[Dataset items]

---

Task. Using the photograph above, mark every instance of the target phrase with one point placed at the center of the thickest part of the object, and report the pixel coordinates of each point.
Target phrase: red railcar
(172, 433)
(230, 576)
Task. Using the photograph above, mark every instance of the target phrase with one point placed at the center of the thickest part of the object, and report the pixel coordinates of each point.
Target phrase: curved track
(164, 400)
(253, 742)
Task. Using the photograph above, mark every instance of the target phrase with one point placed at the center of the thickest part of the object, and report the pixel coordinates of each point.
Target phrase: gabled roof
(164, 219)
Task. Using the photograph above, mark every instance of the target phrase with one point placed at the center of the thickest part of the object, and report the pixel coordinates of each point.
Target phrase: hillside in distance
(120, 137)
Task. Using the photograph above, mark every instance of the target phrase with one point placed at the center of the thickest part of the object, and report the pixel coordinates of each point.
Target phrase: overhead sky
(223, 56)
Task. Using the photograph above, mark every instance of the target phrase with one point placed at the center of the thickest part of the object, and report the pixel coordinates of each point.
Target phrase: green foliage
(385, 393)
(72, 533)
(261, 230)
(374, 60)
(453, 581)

---

Copy exactly the lines that begin with the one containing "Target phrase: hillside in distance" and continue to the end of the records, both included, and nothing more.

- [Exercise response]:
Target phrase: hillside in distance
(120, 137)
Task. Using the photograph above, mark every instance of the target phrase with one point placed at the center of the thickest part of the object, and report the pixel coordinates of each point.
Target phrase: overhead sky
(223, 56)
Task. Using the photograph above, mark every instance of the target phrase with one point placed at the center of the thickest part of the object, and report the pixel coordinates of each point.
Target phrase: green foliage
(385, 393)
(72, 533)
(261, 230)
(374, 60)
(453, 581)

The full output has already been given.